Text section ::
§

With the concept and technology of smart homes becoming more and more mature and popular, Internet service provider (ISP) must face managing large set of various applications from smart homes which competing for bandwidth resources. In order to enhance Quality of Services (QoS) of a lot of various applications while they are competing bandwidth resources of both smart homes (home internal) and Internet service provider (home external), we propose a QoS aware bandwidth allocation criterion to optimize Quality of user Experience (QoE). Since ISP has to manage bandwidth resources of large set of smart homes, in the proposed criterion each ISP separates the bandwidth resources for home external bandwidth and system bandwidth of ISP, respectively. Then, aggregates bandwidth requests of large number of smart homes according to distinct service classes.

§

Data provided ::
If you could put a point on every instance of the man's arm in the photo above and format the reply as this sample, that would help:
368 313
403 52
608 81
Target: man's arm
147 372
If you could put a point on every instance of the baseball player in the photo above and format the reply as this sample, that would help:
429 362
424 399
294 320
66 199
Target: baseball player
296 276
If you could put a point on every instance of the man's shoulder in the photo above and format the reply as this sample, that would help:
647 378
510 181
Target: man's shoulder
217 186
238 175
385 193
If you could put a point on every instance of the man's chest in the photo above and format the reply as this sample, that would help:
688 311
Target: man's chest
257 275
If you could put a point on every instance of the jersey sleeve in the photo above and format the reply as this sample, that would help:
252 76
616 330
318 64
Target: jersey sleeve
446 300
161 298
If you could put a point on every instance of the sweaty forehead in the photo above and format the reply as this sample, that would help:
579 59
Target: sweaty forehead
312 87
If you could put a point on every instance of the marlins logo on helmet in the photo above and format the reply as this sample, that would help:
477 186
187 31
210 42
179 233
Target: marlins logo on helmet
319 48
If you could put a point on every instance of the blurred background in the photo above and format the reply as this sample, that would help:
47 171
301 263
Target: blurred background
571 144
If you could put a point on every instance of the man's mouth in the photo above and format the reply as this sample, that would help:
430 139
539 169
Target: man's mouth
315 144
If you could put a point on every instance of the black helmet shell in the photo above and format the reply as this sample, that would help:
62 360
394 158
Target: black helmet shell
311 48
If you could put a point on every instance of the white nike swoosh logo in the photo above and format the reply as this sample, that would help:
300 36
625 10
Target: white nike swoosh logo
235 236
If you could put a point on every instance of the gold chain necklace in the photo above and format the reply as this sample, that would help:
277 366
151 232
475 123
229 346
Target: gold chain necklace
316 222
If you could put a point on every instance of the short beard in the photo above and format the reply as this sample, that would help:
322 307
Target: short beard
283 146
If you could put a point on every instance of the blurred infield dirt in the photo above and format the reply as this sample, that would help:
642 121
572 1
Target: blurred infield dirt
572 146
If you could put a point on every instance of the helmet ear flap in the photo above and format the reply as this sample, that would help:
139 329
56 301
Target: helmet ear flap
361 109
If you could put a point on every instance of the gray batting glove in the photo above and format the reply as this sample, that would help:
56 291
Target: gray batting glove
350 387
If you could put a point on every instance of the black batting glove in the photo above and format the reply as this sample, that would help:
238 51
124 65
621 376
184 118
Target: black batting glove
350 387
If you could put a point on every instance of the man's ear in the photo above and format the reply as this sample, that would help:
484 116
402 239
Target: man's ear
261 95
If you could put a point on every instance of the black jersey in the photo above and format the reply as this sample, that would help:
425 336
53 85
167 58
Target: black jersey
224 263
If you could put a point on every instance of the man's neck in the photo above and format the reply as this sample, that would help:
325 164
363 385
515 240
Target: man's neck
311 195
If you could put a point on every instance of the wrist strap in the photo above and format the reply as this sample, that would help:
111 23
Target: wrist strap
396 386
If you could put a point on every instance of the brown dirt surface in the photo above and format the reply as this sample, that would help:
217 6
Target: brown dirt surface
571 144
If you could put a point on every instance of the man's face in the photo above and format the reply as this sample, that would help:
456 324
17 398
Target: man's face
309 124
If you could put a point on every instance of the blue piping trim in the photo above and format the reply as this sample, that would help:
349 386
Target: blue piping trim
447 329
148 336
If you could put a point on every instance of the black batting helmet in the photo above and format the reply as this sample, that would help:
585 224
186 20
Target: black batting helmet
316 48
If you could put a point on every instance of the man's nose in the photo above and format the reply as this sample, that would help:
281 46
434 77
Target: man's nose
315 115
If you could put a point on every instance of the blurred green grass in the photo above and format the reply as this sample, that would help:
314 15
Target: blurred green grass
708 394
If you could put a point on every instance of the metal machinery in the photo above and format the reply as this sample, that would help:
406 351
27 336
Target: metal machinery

§

Set task :: Can you carry on the passage on smart-home bandwidth allocation after its final sentence? The lines stand apart from the passage on smart-home bandwidth allocation.

Expected answer ::
This thesis focuses on the performance index of delay. We proposed to classify bandwidth requests from smart homes and put them into different queues, finally, calculate priority values by DADS (Delay Aware Dynamical Scheduling) algorithm. The proposed method is able to effectively reduce delay time with certain degree of fairness guarantee by dynamically allocate bandwidth resources for services with distinct service priorities.
In the experiments, we compared DADS with other algorithms such as MSCDL (Mac Scheduler), PF (Proportional Fair), TDPSS (Time Domain Priority Set Scheduler) and AMLWDF (Adaptive Modified Largest Weighted Delay First), etc. in terms of fairness, throughput, delay and jitter. The experiments results show that DADS performs much better than PF and TDPSS but a bit worse than MSCDL and AMLWDF in terms of delay. However, DADS shows no better performance than all other algorithms in terms of jitter and throughput. In fairness comparison, DADS is worse than PF, TDPSS and MSCDL but is better than AMLWDF.
Though DADS has no superior performance on overall indices, it is a bit worse than AMLWDF in delay of Category1 (including QCI 1, 2 and 5), its throughput is better than AMLWDF. Therefore, DADS’s performance is the best on Category1 considering overall indices.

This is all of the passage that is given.